Work to complete: Identify all lines in the data containing the string "white". Copy them out.

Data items

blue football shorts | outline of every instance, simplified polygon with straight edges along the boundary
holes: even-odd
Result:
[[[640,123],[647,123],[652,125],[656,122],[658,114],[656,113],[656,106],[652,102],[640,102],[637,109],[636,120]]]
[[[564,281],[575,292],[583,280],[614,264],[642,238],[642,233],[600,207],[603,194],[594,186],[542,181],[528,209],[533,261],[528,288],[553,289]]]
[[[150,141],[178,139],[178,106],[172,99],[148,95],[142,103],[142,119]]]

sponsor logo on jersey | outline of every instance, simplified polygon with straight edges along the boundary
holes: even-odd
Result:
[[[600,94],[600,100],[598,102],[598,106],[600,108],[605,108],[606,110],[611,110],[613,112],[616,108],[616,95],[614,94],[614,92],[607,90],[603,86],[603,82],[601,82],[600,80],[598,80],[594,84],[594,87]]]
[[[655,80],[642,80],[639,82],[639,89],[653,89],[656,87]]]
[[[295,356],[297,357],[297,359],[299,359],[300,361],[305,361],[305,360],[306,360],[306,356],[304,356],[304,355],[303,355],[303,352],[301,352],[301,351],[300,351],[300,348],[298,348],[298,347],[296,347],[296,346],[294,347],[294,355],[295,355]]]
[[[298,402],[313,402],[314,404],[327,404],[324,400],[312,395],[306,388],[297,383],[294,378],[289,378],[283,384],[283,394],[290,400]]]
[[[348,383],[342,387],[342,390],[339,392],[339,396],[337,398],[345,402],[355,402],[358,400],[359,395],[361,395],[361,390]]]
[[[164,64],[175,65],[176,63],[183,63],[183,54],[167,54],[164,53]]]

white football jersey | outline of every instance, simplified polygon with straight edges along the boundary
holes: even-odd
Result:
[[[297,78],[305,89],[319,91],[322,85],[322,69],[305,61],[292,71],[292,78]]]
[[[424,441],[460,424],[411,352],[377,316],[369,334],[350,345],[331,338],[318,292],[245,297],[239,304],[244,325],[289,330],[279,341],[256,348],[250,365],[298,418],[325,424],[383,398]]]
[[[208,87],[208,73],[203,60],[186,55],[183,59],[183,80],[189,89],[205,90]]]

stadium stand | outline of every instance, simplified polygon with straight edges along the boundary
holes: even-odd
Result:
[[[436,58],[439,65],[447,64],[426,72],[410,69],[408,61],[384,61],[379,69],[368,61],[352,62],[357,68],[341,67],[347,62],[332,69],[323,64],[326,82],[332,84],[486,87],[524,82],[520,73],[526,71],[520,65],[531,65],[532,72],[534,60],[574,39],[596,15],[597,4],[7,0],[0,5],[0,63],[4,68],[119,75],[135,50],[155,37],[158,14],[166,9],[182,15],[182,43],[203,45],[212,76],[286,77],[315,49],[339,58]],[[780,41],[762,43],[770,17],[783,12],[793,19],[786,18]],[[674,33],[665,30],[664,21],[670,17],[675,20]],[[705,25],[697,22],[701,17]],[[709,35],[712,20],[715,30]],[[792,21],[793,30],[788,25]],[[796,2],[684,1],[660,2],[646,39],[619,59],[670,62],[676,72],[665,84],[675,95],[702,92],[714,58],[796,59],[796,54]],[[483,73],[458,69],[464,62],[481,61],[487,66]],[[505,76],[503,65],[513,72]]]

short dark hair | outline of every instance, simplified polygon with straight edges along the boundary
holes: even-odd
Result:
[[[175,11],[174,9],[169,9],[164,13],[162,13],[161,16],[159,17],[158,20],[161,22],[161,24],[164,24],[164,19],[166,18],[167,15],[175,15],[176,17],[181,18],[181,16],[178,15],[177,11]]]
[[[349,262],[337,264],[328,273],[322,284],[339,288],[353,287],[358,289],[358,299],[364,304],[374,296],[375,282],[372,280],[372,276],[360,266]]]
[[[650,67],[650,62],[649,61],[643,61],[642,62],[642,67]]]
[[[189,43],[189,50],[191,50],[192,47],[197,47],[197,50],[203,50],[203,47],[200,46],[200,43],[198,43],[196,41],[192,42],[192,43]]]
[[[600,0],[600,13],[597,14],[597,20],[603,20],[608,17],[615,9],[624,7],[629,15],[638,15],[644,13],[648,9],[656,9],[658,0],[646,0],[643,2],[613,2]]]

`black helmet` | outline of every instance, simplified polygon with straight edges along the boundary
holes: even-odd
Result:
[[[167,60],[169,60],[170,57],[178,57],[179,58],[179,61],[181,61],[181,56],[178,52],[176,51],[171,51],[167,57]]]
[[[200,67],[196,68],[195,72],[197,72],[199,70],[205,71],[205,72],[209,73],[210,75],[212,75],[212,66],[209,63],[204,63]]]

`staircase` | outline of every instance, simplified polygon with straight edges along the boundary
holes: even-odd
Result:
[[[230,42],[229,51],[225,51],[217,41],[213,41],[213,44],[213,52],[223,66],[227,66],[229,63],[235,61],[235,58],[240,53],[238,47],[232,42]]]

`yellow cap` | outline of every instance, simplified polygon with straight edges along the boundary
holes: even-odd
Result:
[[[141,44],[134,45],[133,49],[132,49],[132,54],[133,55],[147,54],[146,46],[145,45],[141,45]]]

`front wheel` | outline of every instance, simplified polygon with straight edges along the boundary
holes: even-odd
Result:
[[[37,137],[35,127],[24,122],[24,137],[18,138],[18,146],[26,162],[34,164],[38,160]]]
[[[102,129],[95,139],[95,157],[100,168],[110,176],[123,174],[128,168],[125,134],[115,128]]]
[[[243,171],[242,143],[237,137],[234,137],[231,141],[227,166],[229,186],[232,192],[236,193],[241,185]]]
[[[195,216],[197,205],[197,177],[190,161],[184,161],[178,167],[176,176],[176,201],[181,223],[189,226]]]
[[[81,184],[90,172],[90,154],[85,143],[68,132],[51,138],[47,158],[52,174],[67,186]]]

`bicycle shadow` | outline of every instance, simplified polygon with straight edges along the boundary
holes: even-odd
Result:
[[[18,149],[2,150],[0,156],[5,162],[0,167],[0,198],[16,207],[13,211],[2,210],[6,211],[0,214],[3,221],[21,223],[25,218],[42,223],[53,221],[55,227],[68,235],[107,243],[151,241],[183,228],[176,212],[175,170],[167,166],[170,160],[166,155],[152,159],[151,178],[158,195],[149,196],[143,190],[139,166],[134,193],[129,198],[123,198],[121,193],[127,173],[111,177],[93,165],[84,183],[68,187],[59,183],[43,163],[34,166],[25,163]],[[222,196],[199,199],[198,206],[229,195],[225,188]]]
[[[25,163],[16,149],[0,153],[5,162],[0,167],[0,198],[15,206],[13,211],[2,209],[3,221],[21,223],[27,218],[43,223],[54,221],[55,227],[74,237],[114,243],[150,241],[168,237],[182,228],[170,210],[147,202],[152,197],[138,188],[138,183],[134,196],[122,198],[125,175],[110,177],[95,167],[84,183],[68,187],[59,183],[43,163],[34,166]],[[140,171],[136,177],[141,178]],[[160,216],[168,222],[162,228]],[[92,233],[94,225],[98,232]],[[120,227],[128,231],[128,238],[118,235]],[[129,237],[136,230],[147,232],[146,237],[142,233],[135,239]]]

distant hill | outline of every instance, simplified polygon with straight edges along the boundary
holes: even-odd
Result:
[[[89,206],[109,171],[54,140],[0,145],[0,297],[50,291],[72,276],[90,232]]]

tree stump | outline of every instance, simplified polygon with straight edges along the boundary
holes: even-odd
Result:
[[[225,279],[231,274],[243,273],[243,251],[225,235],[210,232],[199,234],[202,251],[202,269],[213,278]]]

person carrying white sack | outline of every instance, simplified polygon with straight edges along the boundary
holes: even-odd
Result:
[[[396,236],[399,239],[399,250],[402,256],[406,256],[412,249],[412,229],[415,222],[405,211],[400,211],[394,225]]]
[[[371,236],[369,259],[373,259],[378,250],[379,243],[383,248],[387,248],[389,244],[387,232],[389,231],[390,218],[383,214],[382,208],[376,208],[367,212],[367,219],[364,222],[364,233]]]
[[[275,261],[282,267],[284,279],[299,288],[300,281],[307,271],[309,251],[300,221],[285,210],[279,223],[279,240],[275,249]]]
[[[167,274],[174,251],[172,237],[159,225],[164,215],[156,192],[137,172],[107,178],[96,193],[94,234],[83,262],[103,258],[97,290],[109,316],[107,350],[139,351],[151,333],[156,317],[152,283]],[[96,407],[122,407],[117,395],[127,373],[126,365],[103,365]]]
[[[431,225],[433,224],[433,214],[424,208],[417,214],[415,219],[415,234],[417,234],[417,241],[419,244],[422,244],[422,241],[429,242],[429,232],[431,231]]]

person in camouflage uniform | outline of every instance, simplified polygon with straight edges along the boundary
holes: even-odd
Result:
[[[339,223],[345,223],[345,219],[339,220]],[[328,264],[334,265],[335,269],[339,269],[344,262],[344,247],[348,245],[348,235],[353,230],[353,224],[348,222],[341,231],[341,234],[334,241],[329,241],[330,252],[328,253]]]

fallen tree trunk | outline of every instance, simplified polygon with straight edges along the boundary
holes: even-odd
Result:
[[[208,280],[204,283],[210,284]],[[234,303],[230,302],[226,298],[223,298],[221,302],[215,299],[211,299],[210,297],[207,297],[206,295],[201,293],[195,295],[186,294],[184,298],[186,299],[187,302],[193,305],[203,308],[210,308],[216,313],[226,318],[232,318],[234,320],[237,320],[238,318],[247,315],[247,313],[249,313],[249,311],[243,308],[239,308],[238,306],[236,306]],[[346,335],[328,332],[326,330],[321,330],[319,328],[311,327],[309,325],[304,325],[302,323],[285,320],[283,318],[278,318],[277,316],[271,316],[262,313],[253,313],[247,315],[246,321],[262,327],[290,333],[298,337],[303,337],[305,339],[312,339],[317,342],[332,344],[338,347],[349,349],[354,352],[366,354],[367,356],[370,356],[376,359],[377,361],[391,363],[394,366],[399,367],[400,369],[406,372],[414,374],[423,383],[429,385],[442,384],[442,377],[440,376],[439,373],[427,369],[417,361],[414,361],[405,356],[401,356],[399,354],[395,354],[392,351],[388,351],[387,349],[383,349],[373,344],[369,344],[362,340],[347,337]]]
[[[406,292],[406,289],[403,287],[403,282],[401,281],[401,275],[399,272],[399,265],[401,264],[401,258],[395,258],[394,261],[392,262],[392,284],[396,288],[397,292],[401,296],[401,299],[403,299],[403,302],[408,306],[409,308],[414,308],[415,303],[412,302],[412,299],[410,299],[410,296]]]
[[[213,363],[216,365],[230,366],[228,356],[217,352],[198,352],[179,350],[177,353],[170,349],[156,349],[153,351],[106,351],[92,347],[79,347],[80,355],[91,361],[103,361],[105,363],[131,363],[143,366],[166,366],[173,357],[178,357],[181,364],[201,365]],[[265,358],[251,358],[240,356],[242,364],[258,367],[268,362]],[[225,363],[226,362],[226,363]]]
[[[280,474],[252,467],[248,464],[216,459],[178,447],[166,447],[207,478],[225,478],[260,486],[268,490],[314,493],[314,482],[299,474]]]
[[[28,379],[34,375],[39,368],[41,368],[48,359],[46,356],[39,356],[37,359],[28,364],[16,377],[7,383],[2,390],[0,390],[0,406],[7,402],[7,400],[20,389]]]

Solution for this task:
white football jersey | outline of every instance, simplified polygon with straight edges along the boundary
person carrying white sack | outline of every instance, simplified polygon with straight edges along the boundary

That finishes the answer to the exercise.